Task instructions: Using the entries that follow, write out the line containing "Annotation task — tag each instance of the tree", the line containing "Annotation task — tag each instance of the white cloud", and every line between them, exactly and nothing else.

(Stored data entries)
########################################

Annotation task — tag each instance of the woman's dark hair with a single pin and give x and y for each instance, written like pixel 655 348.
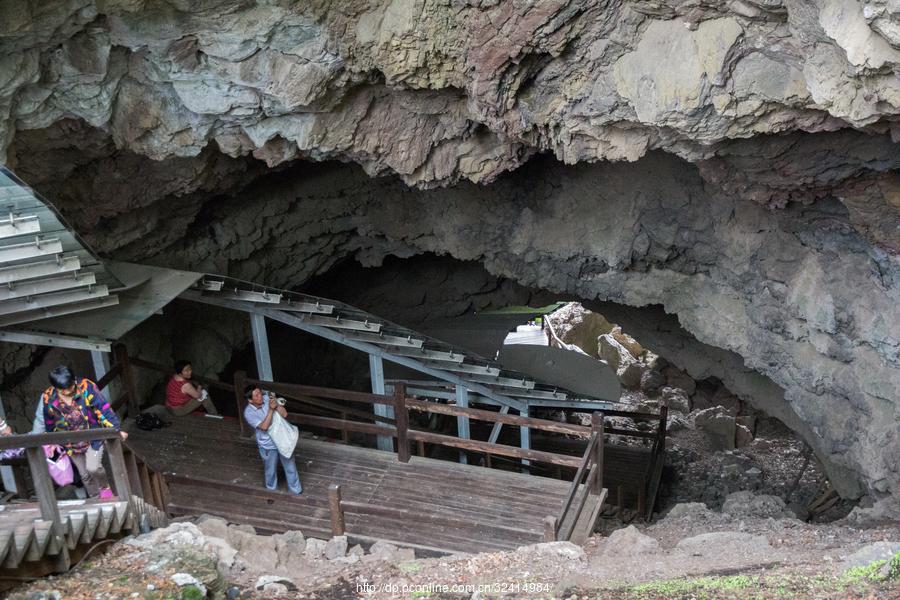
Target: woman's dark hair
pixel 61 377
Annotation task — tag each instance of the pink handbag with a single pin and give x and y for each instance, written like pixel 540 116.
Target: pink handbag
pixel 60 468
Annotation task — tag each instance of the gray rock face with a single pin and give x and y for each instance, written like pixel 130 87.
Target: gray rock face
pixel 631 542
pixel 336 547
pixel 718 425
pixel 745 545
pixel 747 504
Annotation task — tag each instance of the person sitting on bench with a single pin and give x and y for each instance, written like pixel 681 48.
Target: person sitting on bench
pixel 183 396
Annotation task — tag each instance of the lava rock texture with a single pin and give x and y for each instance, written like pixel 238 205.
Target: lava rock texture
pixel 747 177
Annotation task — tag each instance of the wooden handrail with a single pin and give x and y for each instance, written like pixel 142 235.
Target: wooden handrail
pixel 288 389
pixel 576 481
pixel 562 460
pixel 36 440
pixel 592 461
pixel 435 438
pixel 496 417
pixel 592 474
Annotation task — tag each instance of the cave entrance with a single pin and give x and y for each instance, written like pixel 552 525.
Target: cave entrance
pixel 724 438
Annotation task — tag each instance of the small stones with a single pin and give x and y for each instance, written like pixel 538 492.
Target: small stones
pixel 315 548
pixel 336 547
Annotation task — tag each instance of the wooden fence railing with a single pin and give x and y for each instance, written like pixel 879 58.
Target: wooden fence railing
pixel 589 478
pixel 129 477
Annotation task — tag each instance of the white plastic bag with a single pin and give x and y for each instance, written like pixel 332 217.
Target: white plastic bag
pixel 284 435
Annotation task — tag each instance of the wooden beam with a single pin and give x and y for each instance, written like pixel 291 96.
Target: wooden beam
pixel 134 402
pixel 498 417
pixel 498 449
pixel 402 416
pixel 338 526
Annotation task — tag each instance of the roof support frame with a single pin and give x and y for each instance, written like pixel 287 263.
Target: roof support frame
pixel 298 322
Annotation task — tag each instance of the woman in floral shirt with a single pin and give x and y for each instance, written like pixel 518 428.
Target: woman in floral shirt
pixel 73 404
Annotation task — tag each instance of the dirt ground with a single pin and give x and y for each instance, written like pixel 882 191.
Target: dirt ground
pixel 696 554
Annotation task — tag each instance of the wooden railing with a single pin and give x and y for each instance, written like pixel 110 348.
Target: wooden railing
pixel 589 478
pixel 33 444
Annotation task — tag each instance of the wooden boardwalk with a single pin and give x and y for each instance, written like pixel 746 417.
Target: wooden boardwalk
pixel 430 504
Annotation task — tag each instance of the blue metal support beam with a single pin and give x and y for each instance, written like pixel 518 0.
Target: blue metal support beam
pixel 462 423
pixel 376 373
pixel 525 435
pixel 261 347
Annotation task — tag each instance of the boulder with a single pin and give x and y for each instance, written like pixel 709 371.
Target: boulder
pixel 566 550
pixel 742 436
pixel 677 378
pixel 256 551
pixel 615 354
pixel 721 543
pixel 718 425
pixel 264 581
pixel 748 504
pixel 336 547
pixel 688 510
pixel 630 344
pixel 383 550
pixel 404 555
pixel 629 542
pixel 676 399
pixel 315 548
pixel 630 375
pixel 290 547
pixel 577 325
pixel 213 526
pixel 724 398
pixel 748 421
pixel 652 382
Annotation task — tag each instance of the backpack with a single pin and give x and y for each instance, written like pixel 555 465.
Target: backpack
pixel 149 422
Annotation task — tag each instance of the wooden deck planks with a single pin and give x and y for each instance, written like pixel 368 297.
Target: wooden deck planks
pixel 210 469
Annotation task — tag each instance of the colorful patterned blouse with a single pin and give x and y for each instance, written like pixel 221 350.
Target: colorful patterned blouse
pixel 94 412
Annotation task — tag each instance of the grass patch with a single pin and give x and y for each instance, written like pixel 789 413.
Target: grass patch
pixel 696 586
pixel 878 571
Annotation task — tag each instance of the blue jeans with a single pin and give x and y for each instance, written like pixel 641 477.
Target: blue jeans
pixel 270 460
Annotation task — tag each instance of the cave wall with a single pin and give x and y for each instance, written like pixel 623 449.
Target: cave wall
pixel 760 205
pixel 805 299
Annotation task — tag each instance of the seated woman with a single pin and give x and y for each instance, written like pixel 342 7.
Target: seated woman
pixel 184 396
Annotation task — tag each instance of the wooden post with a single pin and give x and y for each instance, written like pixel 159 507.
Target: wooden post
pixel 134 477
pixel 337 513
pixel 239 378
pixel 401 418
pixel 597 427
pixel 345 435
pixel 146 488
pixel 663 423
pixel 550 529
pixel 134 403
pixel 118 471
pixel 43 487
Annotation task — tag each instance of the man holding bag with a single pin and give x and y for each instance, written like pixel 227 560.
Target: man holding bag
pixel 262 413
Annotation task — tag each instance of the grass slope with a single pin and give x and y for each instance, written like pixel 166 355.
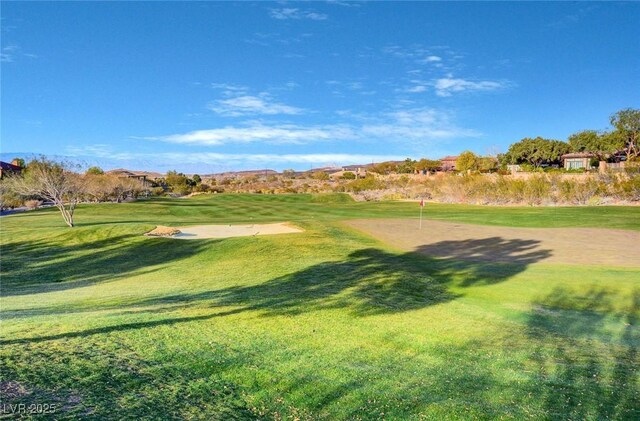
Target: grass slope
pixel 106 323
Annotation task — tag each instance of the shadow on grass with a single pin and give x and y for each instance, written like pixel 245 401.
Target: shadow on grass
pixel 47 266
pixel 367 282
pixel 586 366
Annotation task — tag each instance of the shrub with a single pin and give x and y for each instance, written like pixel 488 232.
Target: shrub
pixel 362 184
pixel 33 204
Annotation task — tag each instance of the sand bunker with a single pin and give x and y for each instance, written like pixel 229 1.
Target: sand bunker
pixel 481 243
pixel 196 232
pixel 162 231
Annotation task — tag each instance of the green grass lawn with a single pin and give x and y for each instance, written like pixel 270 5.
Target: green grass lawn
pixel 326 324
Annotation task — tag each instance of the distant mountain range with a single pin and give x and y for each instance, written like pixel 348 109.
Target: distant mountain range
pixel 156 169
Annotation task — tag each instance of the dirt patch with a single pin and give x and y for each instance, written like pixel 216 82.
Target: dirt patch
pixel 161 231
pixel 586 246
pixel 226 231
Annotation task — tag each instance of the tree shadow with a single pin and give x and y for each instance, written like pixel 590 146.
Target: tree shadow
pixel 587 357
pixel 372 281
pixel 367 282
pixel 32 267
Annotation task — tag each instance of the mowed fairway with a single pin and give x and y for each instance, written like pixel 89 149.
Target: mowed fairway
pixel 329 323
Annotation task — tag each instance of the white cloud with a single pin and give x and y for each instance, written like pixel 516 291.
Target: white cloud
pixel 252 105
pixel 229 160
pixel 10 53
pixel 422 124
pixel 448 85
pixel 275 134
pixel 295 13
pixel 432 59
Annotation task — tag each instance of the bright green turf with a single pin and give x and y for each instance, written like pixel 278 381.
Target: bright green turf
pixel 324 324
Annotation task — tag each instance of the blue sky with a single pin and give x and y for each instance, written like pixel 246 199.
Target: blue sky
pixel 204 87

########################################

Result for this task:
Annotation task — tag each instance of the tree shadow with a single pin and give x and y for each instance, written like pixel 590 146.
Target: tree shadow
pixel 587 357
pixel 372 281
pixel 367 282
pixel 32 267
Annotation task — tag each instance of the mowed fairway with a single pin and give x and y for each instance, written like pixel 89 149.
Target: mowed fairway
pixel 329 323
Annotation task — tag each instance of the white cloud with a single pin and give x and y for each instance, written like pixel 516 291.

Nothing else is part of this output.